*PROBLEMS TO WORK ON*:
1. In the article on Florida's six-week abortion ban, by what vote did the Florida Senate pass the bill?
2. Reproduce word for word the stretch of the abortion-ban article from "Wednesday, November 1, 2023" through "a near-total ban.".

*SOURCE PASSAGE*:
================================
Wednesday, November 1, 2023

Florida Governor to Sign 6-Week Abortion Ban

Date:

Florida Governor Ron DeSantis, a prominent Republican figure and potential candidate for the US presidency in 2024, is expected to sign a six-week abortion ban into law. The Republican-led House of Representatives in Florida approved the ban by a vote of 70 to 40 on Thursday, making Florida the latest state to enact severe restrictions on the procedure in the United States. The vote places Florida among an estimated 13 other states that have enacted similar bans on abortion at six weeks of pregnancy or earlier. Florida had previously banned abortion past 15 weeks, but critics argue that most patients do not realize they are pregnant so soon after conception, rendering the latest bill a near-total ban.

In response to the passage of the bill, the administration of Democratic President Joe Biden issued a statement opposing what it called an “extreme and dangerous new abortion ban.” White House Press Secretary Karine Jean-Pierre wrote that Thursday’s ban would not only affect the 4 million women of reproductive age in Florida but also patients in surrounding states, where similar bans are in effect. Many of them, Jean-Pierre argued, “have previously relied on travel to Florida as an option to access care.” Florida has some of the highest rates of abortions in the US, with an estimated 74,868 legal abortions performed in Florida in 2020, the most of any state.

The decision by the US Supreme Court to overturn Roe v Wade last June has made the question of abortion legality up to individual states. The six-week abortion ban passed the Florida Senate on April 3 by a margin of 26-13. The bill includes exceptions for rape, incest, and danger to the parent’s life. But those exceptions do not go far enough, according to Kara Gross, the legislative director at the Florida chapter of the American Civil Liberties Union. “The bill’s exceptions are so onerous and impracticable that they are virtually meaningless,” she said in a statement released on Thursday. “In a state that prides itself on being free, this is an unprecedented and unacceptable level of government overreach and intrusion.”
================================
*DATA BELOW*:
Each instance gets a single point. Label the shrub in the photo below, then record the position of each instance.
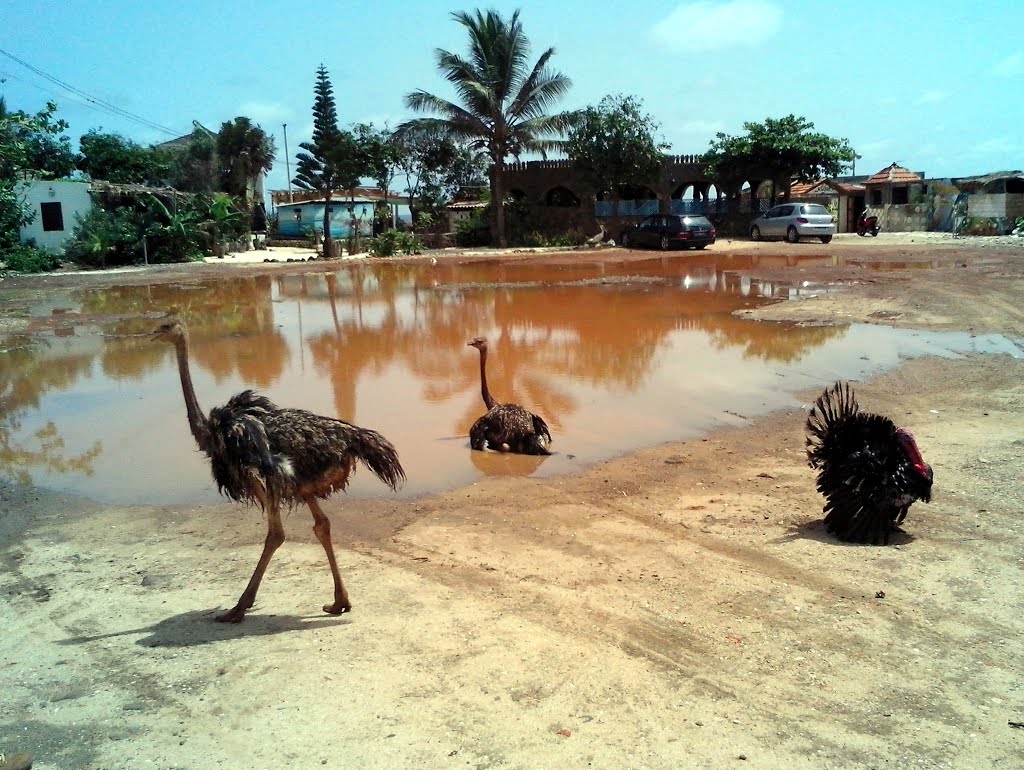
================================
*RESULTS IN ORDER*:
1. 26-13

2.
Wednesday, November 1, 2023

Florida Governor to Sign 6-Week Abortion Ban

Date:

Florida Governor Ron DeSantis, a prominent Republican figure and potential candidate for the US presidency in 2024, is expected to sign a six-week abortion ban into law. The Republican-led House of Representatives in Florida approved the ban by a vote of 70 to 40 on Thursday, making Florida the latest state to enact severe restrictions on the procedure in the United States. The vote places Florida among an estimated 13 other states that have enacted similar bans on abortion at six weeks of pregnancy or earlier. Florida had previously banned abortion past 15 weeks, but critics argue that most patients do not realize they are pregnant so soon after conception, rendering the latest bill a near-total ban.